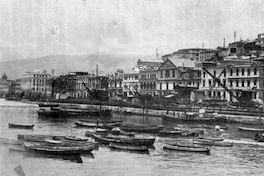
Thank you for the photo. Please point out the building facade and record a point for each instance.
(131, 84)
(171, 76)
(194, 54)
(4, 86)
(115, 83)
(237, 75)
(36, 82)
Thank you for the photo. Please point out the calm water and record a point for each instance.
(241, 159)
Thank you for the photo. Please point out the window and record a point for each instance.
(167, 74)
(255, 71)
(248, 83)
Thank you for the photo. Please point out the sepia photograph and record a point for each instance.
(131, 87)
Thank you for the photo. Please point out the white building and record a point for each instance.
(36, 81)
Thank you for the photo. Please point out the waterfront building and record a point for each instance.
(4, 85)
(15, 87)
(36, 81)
(131, 84)
(85, 82)
(176, 74)
(193, 54)
(115, 83)
(239, 75)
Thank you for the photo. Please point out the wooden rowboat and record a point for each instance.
(142, 128)
(251, 129)
(187, 148)
(57, 149)
(211, 138)
(128, 147)
(121, 139)
(20, 126)
(212, 143)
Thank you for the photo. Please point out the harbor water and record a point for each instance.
(244, 158)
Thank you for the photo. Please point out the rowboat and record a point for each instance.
(251, 129)
(187, 148)
(48, 105)
(209, 120)
(121, 139)
(211, 138)
(142, 128)
(170, 133)
(49, 113)
(57, 149)
(128, 147)
(212, 143)
(20, 126)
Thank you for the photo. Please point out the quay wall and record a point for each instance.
(231, 118)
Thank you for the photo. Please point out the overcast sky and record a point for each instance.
(34, 28)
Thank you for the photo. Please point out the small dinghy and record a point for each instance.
(58, 149)
(211, 138)
(187, 148)
(20, 126)
(128, 147)
(251, 129)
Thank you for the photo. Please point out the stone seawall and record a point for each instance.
(159, 113)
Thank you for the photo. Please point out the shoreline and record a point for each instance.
(230, 118)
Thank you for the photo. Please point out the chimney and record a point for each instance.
(96, 69)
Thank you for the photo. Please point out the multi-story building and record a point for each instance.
(4, 85)
(36, 82)
(115, 83)
(175, 74)
(84, 80)
(238, 75)
(194, 54)
(131, 84)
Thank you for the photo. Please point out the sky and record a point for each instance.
(35, 28)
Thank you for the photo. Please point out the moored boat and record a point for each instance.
(132, 140)
(211, 138)
(58, 149)
(212, 143)
(251, 129)
(128, 147)
(142, 128)
(49, 112)
(20, 126)
(187, 148)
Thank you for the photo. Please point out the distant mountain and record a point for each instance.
(63, 64)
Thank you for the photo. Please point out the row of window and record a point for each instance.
(235, 72)
(244, 83)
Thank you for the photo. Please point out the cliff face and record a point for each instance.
(63, 64)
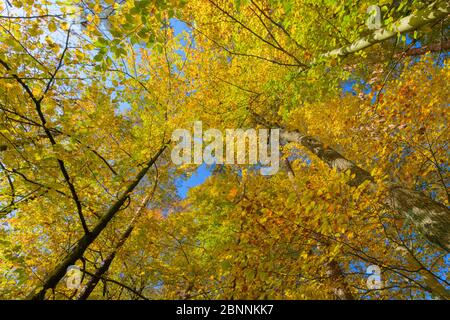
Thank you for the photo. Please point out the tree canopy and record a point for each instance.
(91, 91)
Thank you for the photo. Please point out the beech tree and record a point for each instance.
(91, 91)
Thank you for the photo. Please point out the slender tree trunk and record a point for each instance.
(60, 270)
(431, 219)
(92, 283)
(334, 272)
(430, 14)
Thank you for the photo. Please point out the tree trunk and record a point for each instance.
(60, 270)
(431, 219)
(92, 283)
(332, 268)
(432, 13)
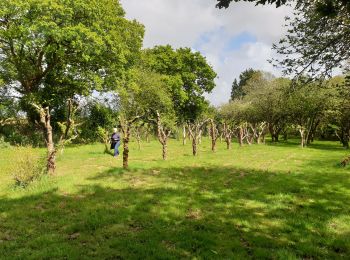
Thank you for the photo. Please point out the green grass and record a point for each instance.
(260, 201)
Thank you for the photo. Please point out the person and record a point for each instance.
(115, 141)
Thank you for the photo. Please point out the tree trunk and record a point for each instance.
(302, 135)
(126, 138)
(165, 151)
(213, 135)
(184, 135)
(194, 147)
(228, 143)
(240, 136)
(45, 120)
(51, 151)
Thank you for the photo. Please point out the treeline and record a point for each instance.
(262, 104)
(55, 56)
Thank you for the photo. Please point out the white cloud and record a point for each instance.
(183, 23)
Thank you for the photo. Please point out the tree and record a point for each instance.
(143, 96)
(307, 105)
(340, 113)
(54, 50)
(190, 76)
(267, 96)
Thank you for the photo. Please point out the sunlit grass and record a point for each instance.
(261, 201)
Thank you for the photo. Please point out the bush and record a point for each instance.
(28, 166)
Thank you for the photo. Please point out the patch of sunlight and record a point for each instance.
(339, 225)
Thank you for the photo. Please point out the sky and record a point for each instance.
(232, 39)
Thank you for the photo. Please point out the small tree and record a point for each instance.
(142, 95)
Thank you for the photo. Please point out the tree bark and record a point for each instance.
(126, 140)
(184, 134)
(163, 135)
(240, 136)
(214, 134)
(45, 121)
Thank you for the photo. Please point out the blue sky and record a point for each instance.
(232, 39)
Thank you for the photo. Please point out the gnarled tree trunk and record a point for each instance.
(163, 135)
(227, 131)
(45, 122)
(214, 134)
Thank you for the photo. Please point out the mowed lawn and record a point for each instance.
(274, 201)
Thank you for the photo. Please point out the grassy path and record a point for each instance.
(259, 201)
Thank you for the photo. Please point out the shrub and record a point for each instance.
(27, 167)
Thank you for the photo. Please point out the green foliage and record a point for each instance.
(27, 167)
(97, 116)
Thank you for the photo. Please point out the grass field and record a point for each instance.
(261, 201)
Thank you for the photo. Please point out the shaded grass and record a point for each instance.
(275, 202)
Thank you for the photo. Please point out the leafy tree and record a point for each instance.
(307, 105)
(144, 96)
(237, 85)
(190, 76)
(317, 40)
(53, 50)
(267, 97)
(340, 114)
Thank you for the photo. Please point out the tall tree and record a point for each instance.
(190, 77)
(51, 50)
(143, 96)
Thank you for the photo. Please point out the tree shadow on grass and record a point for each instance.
(202, 212)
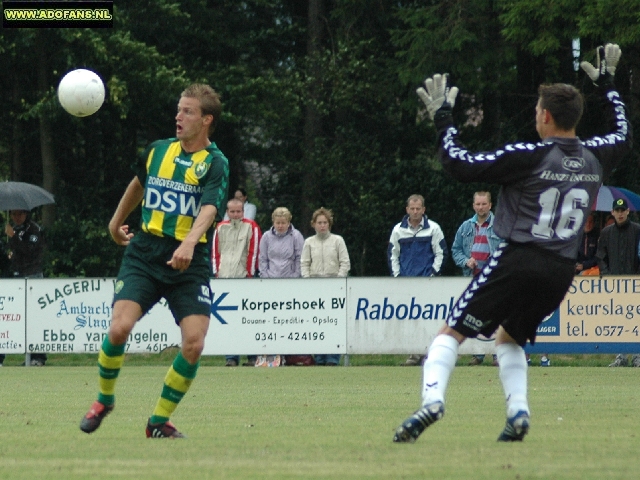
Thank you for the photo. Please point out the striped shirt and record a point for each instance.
(480, 249)
(177, 184)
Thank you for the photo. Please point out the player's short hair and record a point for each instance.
(210, 103)
(322, 211)
(482, 193)
(282, 212)
(415, 198)
(235, 201)
(564, 102)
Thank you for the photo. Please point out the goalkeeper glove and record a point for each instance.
(607, 58)
(436, 93)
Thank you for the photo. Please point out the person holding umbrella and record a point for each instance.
(26, 251)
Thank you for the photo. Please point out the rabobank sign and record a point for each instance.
(367, 309)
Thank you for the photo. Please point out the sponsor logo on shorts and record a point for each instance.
(473, 323)
(183, 162)
(201, 169)
(205, 295)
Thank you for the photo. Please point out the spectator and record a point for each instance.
(234, 254)
(280, 252)
(474, 243)
(26, 251)
(324, 255)
(248, 208)
(417, 248)
(618, 255)
(4, 268)
(281, 247)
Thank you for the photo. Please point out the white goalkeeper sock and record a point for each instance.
(437, 369)
(512, 362)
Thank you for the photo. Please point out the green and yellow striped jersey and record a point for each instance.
(176, 184)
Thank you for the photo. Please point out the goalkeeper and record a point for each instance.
(547, 190)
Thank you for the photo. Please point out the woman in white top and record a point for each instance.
(324, 255)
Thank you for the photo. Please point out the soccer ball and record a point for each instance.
(81, 92)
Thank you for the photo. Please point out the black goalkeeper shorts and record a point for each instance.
(519, 286)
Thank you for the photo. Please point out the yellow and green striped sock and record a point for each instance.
(110, 360)
(176, 383)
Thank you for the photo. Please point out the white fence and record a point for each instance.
(297, 316)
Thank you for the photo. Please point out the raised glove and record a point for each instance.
(607, 59)
(436, 92)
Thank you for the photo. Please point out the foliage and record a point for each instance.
(371, 151)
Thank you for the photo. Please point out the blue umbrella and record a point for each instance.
(606, 196)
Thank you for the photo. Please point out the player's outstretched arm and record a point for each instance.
(607, 58)
(130, 200)
(437, 93)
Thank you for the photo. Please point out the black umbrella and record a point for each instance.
(23, 196)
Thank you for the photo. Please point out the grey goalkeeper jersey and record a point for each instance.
(548, 187)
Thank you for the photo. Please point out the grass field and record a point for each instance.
(317, 423)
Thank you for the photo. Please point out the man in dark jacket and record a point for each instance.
(588, 246)
(618, 255)
(26, 250)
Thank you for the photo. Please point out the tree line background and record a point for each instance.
(319, 105)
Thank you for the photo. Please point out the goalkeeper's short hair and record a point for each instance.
(564, 102)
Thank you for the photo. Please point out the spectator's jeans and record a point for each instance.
(324, 359)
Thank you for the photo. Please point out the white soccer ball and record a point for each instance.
(81, 92)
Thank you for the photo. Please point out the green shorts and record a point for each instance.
(145, 277)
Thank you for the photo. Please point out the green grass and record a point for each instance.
(164, 358)
(317, 423)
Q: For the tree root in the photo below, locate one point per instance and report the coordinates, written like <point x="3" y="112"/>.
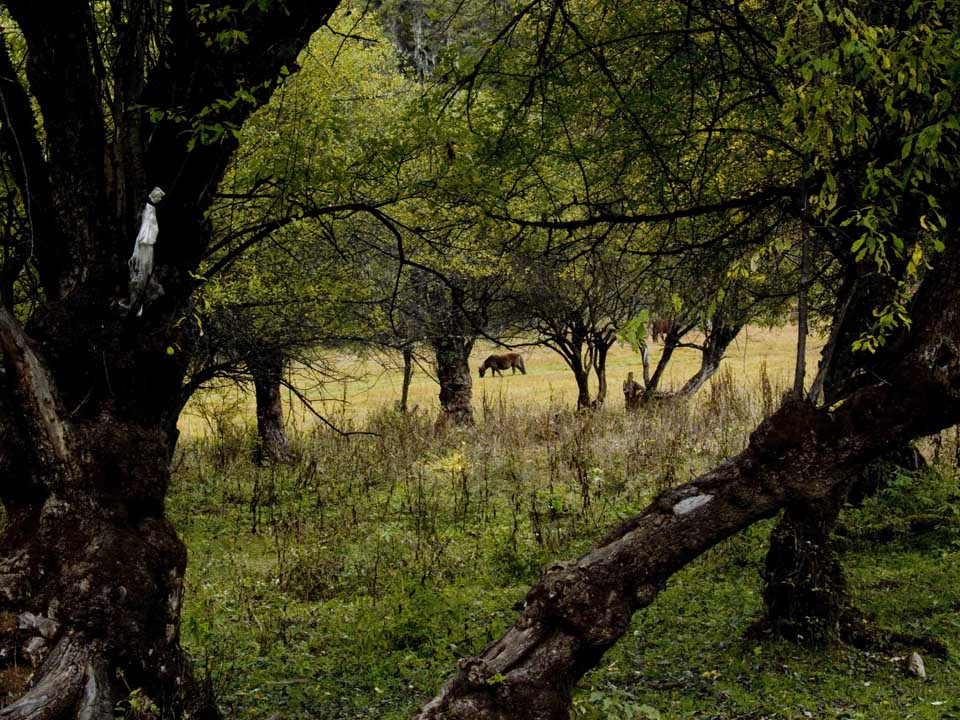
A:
<point x="73" y="676"/>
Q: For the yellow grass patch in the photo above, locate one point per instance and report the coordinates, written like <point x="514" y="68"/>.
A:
<point x="548" y="381"/>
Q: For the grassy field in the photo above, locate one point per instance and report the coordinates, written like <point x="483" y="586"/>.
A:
<point x="347" y="584"/>
<point x="375" y="383"/>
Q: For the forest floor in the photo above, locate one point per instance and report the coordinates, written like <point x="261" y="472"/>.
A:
<point x="348" y="583"/>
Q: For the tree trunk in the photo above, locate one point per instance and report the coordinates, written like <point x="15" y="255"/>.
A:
<point x="456" y="385"/>
<point x="582" y="376"/>
<point x="267" y="372"/>
<point x="600" y="367"/>
<point x="670" y="342"/>
<point x="801" y="454"/>
<point x="715" y="347"/>
<point x="632" y="394"/>
<point x="805" y="594"/>
<point x="407" y="378"/>
<point x="91" y="569"/>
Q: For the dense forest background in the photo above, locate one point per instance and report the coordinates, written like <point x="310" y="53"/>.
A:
<point x="416" y="185"/>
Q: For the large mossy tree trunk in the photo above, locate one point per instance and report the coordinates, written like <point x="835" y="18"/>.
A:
<point x="802" y="454"/>
<point x="91" y="571"/>
<point x="805" y="588"/>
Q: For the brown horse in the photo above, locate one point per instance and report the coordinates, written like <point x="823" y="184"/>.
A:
<point x="496" y="363"/>
<point x="661" y="328"/>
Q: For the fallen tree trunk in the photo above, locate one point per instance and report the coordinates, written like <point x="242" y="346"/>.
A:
<point x="580" y="608"/>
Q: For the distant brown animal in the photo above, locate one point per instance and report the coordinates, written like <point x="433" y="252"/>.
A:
<point x="497" y="363"/>
<point x="661" y="328"/>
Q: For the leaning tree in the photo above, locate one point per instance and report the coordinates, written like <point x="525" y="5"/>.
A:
<point x="101" y="103"/>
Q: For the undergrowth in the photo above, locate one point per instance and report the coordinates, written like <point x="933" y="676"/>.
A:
<point x="348" y="583"/>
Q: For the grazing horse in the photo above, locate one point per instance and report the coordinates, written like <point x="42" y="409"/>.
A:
<point x="496" y="363"/>
<point x="661" y="328"/>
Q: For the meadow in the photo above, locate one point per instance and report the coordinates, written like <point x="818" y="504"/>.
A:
<point x="348" y="583"/>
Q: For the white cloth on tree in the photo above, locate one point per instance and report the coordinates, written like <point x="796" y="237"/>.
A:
<point x="143" y="288"/>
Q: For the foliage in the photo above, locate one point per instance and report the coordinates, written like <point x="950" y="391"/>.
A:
<point x="349" y="584"/>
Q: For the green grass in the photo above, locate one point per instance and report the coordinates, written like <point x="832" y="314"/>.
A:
<point x="348" y="584"/>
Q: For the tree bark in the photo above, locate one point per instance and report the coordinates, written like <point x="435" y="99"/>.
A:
<point x="805" y="593"/>
<point x="89" y="565"/>
<point x="801" y="454"/>
<point x="407" y="379"/>
<point x="267" y="372"/>
<point x="453" y="373"/>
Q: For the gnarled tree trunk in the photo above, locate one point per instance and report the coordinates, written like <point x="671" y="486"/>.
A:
<point x="805" y="593"/>
<point x="90" y="568"/>
<point x="801" y="454"/>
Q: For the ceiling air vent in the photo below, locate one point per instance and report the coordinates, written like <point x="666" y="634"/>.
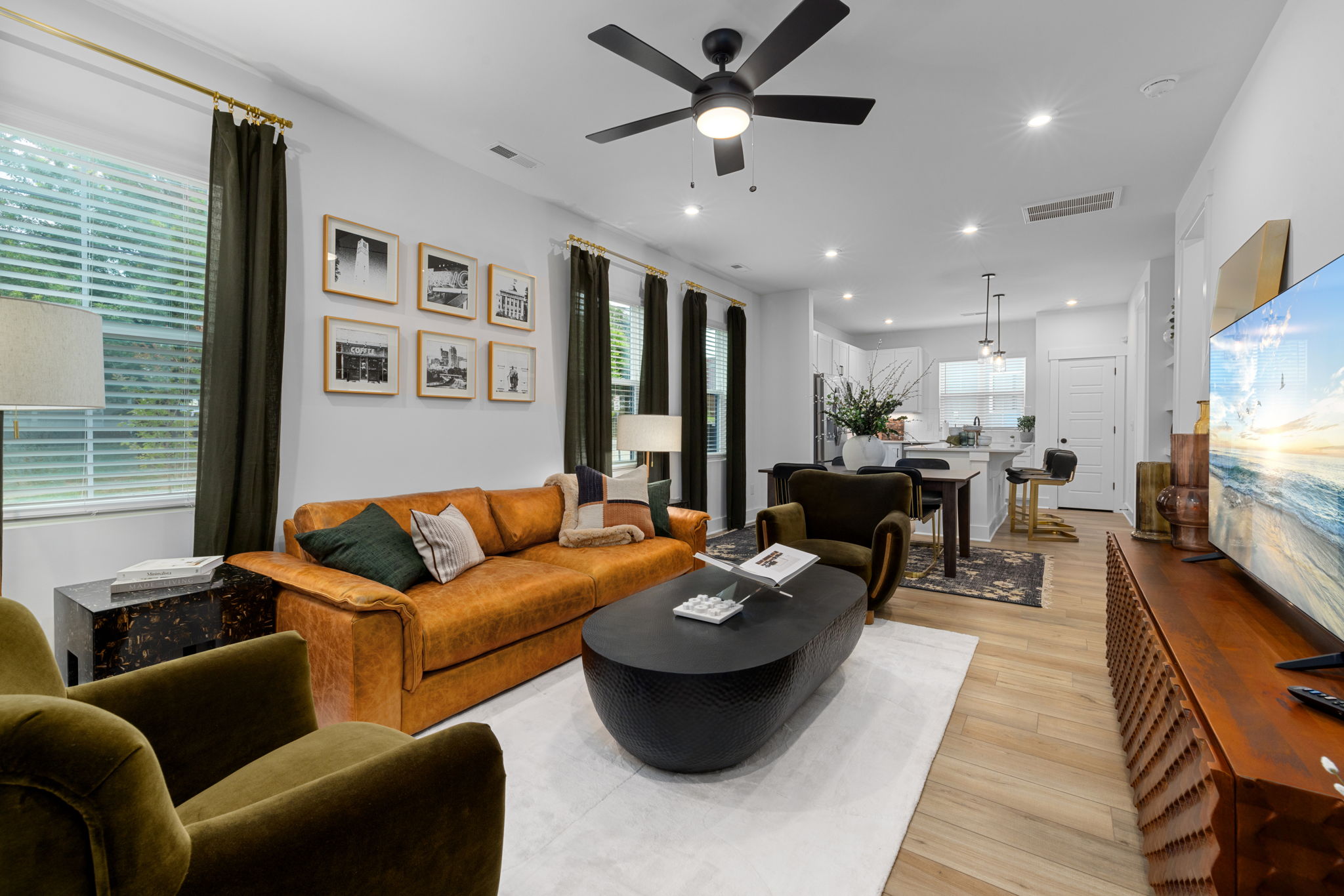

● ● ●

State how many lines in the records contain the string "glove", matching case exactly. Give only the number.

2